*TEXT:*
Don’t Waste the Crisis over Common Core
The entire Common Core project is rapidly going south, and within two years may be no more than a dim memory of a nightmare in the minds of a growing army of angry parents and teachers from coast to coast. Before this dystopian scheme for upgrading the academic status of low-income children emerges in a more deadly form in a newly re-authorized Elementary and Secondary Education Act (ESEA), we could try to salvage one of the reasonable arguments for a “common core.” We could benefit from some research-based and internationally benchmarked common standards in elementary school reading, writing, and arithmetic across states. But not up to grade 12. As educators in other countries and most parents everywhere know, many young adolescents don’t want to go to college or can’t do college coursework and would prefer other options. But common standards up to grade 8, with flexibility in the curriculum and in school organization for that educational wasteland known as middle or junior high school, make sense.

*USING THE INFORMATION:*
1. Answer from the piece on Common Core:
(a) Which act does the text warn might be newly re-authorized?
(b) Up to which grade does the author say common standards make sense?
(c) What does the author call middle or junior high school?
2. Pick up the piece on Common Core after its last sentence and carry it forward.
The listing has no role in this work.

*MATERIAL SUPPLIED:*
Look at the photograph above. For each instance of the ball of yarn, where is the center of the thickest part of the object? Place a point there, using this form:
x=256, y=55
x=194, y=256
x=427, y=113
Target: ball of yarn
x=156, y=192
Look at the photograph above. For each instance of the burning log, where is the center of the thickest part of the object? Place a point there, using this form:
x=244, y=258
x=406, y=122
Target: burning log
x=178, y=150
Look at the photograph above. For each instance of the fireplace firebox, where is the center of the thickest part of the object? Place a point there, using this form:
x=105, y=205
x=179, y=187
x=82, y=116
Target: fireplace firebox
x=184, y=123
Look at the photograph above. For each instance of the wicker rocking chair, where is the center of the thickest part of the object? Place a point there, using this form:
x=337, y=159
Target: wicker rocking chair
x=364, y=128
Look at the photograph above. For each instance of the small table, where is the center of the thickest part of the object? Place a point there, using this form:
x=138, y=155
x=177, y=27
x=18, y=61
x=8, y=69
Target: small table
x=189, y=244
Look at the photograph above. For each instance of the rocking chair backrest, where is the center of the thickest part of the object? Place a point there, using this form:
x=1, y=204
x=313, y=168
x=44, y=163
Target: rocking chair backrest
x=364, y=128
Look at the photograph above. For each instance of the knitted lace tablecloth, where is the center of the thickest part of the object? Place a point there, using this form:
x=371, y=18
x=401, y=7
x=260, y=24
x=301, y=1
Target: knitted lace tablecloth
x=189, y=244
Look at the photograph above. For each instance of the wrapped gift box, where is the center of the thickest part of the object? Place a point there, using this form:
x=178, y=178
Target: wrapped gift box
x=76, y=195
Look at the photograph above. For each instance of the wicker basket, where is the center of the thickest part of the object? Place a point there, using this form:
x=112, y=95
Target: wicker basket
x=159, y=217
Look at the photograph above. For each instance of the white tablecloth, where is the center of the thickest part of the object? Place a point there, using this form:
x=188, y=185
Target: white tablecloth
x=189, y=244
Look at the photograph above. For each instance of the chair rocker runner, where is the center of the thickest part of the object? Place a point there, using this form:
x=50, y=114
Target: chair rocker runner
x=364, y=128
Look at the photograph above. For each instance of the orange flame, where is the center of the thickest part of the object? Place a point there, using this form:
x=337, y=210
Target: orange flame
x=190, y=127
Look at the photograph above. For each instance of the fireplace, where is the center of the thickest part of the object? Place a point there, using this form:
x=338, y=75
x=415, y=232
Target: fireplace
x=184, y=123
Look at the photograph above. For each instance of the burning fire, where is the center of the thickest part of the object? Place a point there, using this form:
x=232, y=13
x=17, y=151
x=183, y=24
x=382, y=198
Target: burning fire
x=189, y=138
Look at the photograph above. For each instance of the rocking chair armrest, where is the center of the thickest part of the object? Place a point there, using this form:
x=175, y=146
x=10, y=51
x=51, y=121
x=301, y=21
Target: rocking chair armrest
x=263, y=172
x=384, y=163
==
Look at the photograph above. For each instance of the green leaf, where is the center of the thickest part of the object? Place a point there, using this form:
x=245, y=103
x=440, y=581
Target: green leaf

*RESPONSES FOR EACH TASK:*
1.
(a) The Elementary and Secondary Education Act (ESEA)
(b) Grade 8
(c) That educational wasteland

2.
The first task is to relabel the currently toxic package as high school-ready standards and give the forthcoming “college readiness” tests not in grade 11 but in grade 8, which is where they better fit with respect to content and cut score. There, with additions by academic experts in each state to ensure adequate content knowledge is also assessed, they can serve as nationally recognized indications of whether students are capable of authentic high school-level work in grade 9.
It won’t take long for college faculty to realize that Common Core’s tests are a better indication of whether students can do authentic high school-level work in grade 9 than of college-level work. Few post-secondary institutions will survive the pretense that grade 6/7 reading and mathematical skills denote “college readiness.” No doctors or engineers can be developed if they are at that academic level in grade 11 or 12, even when fraudulently deemed “college-ready.” How many American communities can survive without a few doctors and engineers of their own?
Once common ELA and math standards serve to guide a curriculum that makes most students ready for real high school work by the end of grade 8, we can work out alternative high school curricula—the upper secondary options that appeal to a broad range of students even today—and give young adolescents a choice of the kind of curriculum they are willing to commit themselves to—with change always possible. This is what most developed countries do, including Finland. Our aim would be to try to make sure that all students complete a basic education through grade 8, before compulsory schooling ends and before they choose their upper secondary curriculum.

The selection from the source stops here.